Begin with the line in which "Each instance receives a single keypoint. Tag the cabinet" appears and end with the final line of the entries. Retype each one exactly and add nothing.

++++ RECORDS TO PROCESS ++++

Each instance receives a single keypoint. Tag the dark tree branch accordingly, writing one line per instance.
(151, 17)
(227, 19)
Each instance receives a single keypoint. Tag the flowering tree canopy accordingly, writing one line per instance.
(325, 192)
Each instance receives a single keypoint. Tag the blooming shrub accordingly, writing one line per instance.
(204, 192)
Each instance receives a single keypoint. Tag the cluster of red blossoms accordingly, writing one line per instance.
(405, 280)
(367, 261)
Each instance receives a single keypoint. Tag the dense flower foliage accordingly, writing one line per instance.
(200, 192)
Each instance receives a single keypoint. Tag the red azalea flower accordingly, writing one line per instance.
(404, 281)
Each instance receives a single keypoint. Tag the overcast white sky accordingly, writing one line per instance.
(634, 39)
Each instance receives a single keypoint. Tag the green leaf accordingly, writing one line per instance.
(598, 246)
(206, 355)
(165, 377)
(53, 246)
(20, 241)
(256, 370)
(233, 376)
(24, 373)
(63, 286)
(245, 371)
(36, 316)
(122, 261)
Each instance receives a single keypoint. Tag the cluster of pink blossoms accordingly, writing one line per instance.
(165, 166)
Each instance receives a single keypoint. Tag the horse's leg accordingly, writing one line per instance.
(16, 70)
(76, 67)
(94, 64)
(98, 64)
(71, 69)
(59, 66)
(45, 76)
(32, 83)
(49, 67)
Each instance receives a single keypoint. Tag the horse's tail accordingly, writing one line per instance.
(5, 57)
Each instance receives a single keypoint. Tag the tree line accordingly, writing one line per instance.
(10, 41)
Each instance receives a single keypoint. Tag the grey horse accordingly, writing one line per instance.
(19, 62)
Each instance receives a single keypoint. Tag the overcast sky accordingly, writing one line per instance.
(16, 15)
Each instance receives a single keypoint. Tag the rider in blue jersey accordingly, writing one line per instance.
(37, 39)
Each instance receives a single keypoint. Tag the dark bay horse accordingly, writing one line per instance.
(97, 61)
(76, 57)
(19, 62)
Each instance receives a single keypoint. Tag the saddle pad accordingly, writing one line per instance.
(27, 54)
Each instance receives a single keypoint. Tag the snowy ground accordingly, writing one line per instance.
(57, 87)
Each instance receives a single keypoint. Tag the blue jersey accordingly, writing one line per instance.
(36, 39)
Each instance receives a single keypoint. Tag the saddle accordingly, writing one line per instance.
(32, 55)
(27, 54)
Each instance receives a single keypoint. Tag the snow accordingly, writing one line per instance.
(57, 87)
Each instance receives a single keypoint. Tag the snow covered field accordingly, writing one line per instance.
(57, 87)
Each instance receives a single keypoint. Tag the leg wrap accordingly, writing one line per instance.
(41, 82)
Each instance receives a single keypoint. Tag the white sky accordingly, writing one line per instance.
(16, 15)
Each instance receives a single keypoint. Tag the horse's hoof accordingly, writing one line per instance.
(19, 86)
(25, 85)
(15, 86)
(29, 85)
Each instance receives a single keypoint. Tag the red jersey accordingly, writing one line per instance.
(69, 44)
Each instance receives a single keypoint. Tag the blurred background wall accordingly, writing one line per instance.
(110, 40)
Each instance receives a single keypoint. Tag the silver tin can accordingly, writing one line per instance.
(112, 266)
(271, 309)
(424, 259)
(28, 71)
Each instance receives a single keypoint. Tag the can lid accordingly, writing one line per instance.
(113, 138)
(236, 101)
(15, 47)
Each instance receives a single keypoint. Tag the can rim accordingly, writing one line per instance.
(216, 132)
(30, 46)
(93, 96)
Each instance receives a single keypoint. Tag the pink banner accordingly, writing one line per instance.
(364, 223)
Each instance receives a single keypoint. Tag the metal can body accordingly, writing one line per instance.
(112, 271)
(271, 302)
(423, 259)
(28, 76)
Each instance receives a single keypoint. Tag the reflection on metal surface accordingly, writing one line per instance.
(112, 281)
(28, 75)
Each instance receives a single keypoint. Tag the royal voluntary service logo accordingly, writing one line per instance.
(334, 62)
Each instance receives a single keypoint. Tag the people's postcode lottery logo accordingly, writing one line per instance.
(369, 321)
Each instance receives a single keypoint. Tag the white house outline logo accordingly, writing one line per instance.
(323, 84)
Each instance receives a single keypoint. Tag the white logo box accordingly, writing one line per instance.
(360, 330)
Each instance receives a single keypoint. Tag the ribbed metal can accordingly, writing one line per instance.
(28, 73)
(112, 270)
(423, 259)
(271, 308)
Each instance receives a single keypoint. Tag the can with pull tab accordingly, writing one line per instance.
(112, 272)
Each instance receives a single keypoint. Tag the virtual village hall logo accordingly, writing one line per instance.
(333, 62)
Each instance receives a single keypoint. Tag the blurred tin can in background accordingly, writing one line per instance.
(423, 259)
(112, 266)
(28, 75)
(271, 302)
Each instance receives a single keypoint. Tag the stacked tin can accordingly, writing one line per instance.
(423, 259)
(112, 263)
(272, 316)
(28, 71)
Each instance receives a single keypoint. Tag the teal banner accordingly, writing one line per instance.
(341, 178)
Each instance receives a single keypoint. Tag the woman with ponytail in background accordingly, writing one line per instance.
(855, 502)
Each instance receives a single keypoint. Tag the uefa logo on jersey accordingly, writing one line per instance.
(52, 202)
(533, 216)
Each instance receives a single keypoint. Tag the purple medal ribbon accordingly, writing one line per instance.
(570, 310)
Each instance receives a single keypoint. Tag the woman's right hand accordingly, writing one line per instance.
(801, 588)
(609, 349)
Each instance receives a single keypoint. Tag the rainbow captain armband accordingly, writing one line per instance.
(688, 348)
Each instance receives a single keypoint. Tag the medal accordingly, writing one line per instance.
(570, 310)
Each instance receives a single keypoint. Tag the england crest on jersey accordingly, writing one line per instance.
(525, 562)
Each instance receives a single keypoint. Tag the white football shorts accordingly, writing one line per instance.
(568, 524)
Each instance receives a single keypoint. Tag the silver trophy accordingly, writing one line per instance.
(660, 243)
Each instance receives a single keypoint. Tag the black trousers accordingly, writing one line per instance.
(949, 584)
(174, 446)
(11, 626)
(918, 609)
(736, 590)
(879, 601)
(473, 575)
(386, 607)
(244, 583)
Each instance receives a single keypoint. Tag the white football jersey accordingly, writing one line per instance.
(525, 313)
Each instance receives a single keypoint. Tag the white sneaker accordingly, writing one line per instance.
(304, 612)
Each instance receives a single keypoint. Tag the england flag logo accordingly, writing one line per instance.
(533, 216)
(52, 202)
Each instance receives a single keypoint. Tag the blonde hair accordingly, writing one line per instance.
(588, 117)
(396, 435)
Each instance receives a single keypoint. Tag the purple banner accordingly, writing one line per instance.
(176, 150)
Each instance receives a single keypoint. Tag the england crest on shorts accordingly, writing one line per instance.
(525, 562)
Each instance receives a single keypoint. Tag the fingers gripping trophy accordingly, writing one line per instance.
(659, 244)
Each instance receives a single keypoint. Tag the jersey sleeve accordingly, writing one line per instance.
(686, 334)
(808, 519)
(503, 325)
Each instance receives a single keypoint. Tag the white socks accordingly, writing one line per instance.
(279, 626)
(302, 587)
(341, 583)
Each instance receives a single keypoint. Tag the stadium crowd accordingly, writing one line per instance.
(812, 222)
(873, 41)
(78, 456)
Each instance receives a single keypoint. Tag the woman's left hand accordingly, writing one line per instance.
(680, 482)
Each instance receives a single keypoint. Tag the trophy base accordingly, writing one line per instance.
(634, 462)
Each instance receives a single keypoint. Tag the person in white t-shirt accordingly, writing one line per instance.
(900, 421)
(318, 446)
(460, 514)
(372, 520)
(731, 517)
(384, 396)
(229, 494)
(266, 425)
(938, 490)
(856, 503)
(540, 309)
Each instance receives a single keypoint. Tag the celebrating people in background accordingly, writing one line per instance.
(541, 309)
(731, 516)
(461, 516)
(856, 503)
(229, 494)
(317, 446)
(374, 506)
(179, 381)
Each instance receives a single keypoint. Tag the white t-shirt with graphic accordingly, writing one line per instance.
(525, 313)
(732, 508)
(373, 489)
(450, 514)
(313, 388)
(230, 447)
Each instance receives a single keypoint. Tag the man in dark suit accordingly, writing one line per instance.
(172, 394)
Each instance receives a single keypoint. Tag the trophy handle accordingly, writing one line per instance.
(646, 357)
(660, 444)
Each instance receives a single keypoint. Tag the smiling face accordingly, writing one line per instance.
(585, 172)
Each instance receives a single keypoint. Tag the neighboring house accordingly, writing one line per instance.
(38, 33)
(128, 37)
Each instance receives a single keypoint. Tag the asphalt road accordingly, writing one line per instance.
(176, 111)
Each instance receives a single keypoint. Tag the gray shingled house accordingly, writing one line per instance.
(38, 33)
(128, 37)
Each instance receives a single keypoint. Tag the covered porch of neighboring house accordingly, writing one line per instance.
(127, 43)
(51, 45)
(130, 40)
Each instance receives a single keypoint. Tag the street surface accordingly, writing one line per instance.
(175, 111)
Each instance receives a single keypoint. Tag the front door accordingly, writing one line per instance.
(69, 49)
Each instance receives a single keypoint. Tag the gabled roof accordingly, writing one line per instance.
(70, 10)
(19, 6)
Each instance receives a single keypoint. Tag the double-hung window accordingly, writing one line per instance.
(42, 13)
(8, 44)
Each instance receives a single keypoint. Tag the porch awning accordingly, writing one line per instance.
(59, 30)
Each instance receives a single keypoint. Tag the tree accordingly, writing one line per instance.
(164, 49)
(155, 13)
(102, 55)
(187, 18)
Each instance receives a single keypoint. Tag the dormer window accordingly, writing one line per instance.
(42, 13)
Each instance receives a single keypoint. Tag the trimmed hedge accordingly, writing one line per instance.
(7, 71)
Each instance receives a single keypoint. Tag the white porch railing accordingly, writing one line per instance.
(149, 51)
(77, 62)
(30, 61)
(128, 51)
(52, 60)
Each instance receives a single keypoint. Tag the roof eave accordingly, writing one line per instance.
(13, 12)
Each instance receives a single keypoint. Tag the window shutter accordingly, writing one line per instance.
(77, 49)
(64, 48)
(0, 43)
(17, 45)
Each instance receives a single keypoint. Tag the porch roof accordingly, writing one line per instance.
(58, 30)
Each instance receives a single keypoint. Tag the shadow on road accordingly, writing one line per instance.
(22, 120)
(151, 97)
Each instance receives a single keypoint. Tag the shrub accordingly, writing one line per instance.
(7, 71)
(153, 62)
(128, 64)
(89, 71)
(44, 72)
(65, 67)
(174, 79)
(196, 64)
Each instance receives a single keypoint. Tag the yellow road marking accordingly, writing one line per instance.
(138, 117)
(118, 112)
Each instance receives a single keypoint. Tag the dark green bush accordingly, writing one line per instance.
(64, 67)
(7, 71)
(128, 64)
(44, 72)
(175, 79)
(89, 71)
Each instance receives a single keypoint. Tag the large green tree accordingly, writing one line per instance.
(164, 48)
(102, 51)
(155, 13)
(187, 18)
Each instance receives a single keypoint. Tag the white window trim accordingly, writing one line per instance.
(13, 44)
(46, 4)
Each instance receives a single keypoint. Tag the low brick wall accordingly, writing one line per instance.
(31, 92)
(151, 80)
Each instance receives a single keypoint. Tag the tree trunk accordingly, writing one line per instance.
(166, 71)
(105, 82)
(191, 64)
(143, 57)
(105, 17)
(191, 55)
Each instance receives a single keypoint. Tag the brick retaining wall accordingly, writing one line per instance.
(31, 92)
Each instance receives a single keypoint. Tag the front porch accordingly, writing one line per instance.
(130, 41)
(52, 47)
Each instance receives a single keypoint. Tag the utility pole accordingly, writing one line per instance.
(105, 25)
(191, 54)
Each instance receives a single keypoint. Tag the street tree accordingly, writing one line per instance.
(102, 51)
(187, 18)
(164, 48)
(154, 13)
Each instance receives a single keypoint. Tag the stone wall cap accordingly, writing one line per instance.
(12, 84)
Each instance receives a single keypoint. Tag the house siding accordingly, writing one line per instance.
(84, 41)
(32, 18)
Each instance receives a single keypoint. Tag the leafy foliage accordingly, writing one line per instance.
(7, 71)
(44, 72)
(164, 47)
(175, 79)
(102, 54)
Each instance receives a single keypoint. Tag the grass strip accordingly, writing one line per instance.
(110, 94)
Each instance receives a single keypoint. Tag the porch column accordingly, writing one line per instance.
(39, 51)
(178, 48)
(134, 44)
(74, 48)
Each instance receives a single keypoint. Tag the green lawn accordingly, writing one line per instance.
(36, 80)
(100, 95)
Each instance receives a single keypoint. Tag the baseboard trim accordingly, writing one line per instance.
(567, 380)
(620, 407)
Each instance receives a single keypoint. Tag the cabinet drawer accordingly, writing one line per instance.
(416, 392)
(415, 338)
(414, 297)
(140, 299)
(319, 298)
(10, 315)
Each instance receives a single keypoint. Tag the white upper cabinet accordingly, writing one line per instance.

++++

■ COMPLETED EXERCISE ■
Each instance receives a single keypoint. Tag the cabinet drawer accordingly, writing one line per instance.
(416, 392)
(415, 338)
(414, 297)
(140, 299)
(319, 298)
(10, 315)
Each instance receives a single keypoint. Tag the white upper cabinet accordingly, writing one line per instance.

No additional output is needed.